▸ The problem:
Return verbatim the run of lines that opens with the line holding "the man standing" and closes with the last line of the records.

Rows from a dataset
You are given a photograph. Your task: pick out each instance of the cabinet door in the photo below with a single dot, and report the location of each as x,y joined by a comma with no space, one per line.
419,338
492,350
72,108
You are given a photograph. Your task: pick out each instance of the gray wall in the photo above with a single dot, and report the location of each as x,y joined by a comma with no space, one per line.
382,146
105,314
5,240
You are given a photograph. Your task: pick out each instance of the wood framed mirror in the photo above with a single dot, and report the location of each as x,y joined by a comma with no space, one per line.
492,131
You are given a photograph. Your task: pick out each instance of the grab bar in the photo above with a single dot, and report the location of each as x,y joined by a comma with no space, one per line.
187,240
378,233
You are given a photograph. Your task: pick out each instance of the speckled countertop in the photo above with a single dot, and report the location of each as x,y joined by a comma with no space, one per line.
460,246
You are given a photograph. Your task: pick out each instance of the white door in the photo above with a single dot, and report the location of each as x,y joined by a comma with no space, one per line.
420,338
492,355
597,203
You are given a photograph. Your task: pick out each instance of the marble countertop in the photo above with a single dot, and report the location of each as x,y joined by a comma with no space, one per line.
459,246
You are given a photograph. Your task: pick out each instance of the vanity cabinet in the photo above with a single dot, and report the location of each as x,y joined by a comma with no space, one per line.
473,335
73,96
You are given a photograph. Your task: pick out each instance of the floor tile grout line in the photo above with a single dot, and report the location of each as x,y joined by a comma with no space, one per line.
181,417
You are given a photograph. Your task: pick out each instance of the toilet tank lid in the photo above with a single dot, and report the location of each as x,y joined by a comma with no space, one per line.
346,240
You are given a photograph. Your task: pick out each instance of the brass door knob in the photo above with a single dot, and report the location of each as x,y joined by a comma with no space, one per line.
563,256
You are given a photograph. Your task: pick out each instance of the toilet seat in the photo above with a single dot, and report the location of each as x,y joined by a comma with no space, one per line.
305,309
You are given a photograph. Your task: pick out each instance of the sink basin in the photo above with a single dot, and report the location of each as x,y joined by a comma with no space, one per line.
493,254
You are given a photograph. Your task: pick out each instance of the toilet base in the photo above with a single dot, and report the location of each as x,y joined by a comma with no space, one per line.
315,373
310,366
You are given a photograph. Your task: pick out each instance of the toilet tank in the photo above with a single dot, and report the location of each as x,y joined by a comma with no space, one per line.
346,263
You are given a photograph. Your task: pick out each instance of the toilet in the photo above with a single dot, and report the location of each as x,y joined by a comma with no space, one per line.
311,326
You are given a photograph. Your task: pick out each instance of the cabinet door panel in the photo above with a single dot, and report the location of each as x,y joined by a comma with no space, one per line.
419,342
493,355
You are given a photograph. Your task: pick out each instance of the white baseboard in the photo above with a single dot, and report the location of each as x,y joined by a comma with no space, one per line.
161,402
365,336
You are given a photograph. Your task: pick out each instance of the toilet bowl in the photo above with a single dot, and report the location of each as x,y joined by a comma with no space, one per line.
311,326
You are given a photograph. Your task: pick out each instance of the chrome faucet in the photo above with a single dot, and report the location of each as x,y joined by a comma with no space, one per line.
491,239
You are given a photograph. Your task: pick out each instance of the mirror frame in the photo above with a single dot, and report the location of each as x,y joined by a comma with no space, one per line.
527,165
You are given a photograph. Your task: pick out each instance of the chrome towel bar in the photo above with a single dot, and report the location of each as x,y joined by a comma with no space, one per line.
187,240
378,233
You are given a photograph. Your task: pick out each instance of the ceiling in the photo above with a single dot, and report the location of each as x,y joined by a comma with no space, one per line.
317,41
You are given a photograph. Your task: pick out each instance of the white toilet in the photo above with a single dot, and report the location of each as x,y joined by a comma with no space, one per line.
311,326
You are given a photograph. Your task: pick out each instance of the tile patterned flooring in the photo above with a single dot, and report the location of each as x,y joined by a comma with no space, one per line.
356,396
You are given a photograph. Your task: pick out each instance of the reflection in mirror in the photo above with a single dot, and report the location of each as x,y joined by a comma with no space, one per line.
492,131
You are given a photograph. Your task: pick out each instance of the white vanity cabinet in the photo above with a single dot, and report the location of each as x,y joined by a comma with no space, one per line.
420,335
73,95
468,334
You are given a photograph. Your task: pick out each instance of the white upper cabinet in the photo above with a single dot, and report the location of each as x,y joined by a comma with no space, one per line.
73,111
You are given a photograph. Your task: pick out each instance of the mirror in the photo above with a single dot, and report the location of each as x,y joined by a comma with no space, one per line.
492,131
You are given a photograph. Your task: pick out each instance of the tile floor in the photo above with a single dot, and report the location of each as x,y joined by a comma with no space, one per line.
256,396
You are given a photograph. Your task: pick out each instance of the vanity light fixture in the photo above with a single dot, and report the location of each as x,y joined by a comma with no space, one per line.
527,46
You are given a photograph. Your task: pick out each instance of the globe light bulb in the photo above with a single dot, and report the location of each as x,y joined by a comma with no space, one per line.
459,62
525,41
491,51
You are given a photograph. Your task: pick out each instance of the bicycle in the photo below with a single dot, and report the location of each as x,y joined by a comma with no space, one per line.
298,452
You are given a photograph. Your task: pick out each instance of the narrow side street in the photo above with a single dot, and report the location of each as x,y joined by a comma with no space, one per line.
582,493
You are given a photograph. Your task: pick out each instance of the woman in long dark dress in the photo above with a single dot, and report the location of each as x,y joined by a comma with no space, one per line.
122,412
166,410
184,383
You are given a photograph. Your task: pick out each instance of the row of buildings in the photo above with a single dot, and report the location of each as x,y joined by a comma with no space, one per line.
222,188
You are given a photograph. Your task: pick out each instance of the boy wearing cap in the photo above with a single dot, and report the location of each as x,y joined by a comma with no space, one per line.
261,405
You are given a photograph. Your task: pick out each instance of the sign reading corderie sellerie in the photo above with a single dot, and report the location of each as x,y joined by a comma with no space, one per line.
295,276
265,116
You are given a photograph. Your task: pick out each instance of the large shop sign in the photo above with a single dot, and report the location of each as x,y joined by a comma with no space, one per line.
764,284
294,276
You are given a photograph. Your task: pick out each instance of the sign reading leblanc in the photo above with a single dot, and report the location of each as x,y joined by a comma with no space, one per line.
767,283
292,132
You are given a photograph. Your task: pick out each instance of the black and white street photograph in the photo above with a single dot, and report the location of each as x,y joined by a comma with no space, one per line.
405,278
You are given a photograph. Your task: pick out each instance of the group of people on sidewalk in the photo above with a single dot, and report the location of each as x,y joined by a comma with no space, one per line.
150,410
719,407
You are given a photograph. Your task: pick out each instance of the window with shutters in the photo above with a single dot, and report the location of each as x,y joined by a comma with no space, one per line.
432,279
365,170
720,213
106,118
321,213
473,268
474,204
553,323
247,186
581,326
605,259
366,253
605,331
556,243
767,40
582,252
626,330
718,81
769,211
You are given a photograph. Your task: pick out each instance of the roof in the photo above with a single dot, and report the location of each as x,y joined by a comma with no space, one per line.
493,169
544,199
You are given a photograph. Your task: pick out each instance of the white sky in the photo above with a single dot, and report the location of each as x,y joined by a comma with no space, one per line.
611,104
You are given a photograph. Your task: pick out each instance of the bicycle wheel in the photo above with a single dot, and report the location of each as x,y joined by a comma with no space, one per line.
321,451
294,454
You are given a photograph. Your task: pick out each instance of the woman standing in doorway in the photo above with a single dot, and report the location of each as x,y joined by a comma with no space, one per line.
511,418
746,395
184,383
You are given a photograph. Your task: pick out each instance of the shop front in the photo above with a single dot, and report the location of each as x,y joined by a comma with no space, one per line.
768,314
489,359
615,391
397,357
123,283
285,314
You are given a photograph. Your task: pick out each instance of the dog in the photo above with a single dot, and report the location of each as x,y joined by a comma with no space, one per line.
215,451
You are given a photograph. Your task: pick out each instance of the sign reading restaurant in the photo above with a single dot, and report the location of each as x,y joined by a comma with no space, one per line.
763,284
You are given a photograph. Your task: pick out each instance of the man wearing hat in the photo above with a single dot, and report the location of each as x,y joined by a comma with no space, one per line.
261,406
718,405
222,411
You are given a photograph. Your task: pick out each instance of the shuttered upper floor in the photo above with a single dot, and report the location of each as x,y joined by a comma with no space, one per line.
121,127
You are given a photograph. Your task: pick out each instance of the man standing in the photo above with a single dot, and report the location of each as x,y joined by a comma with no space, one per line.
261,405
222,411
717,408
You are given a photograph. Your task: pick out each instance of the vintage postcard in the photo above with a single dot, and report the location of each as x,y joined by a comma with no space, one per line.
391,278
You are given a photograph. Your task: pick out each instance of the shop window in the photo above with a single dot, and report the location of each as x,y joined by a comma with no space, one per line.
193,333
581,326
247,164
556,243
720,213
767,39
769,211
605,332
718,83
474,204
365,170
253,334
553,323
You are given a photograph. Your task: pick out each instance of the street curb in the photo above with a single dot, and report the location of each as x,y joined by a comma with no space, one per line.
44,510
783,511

▸ Correct response:
You are given a photograph. Your task: pick out each instance of the man standing in the photo above with a single dot, and report the location of each as x,y joined by a comma with no space, one per line.
261,405
222,411
717,408
You are given a photograph. Your task: pick out each instance of the vintage postcard in the photo above with a single dot, and report the location of each as x,y joined by a comma with no space, one per line.
391,278
You are given a photograph. Your task: pick out each instance of the shop window in the photo above with a single dot, and report the location of each as x,y joined by a comma with no space, one per line.
193,333
581,326
247,164
556,243
720,213
767,39
769,211
605,332
718,83
474,204
365,170
253,334
553,323
You are given a photograph. Your task: pick out each instance of the street curb in the photo above with a single dot, and report the location of each as x,y joined by a comma with no space, one per line.
44,510
783,511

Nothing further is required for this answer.